— Start of Task material —

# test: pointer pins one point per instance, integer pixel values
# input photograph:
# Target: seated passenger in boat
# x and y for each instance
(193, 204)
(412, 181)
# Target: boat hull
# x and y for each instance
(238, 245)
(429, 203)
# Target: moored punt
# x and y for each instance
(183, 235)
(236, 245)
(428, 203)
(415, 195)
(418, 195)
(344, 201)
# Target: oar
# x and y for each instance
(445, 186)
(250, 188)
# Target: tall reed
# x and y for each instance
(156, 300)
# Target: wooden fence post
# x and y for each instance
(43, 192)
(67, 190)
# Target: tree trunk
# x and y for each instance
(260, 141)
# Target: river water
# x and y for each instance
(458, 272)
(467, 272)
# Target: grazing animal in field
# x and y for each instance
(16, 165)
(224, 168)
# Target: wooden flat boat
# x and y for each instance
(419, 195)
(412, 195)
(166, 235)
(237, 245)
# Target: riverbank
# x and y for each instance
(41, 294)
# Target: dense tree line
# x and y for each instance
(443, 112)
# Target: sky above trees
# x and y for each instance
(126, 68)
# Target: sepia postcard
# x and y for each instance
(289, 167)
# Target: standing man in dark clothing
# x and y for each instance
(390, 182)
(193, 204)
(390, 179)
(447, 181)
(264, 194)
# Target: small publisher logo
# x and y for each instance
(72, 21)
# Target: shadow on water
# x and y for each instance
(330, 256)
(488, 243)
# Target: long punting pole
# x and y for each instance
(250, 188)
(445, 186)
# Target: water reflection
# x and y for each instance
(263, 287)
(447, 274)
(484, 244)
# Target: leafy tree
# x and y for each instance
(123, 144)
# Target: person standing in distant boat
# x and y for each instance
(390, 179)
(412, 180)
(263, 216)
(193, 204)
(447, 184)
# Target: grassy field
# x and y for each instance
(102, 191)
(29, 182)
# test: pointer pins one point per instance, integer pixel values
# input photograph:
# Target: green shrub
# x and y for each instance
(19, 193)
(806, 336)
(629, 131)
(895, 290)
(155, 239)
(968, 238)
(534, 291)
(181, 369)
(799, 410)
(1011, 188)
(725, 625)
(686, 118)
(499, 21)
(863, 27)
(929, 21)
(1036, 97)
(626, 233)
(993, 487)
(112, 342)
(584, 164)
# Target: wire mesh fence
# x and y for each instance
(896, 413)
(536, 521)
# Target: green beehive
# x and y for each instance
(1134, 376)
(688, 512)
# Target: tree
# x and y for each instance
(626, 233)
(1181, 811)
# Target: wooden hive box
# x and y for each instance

— End of Task material —

Problem statement –
Only the lines from the one with "# Target: grassy field" through the end of the material are wanted; copy them exactly, both ends included.

Task response –
# Target: grassy field
# x and y for each instance
(102, 191)
(29, 182)
# test: pointer pins one point per instance, integer pixel values
# input photograph:
# Target: green shrub
# x and y for each instance
(19, 193)
(806, 336)
(629, 131)
(895, 290)
(155, 239)
(968, 238)
(534, 291)
(181, 369)
(799, 410)
(1011, 188)
(725, 625)
(686, 118)
(499, 21)
(863, 27)
(929, 21)
(1036, 97)
(626, 233)
(993, 487)
(112, 342)
(584, 164)
# Target: wire mesh fence
# x and y for each instance
(896, 413)
(536, 521)
# Target: green beehive
# x and y for each instance
(1134, 376)
(688, 512)
# Target: tree
# x and y for each instance
(626, 233)
(1181, 811)
# Target: wooden hive box
# x and y for each instance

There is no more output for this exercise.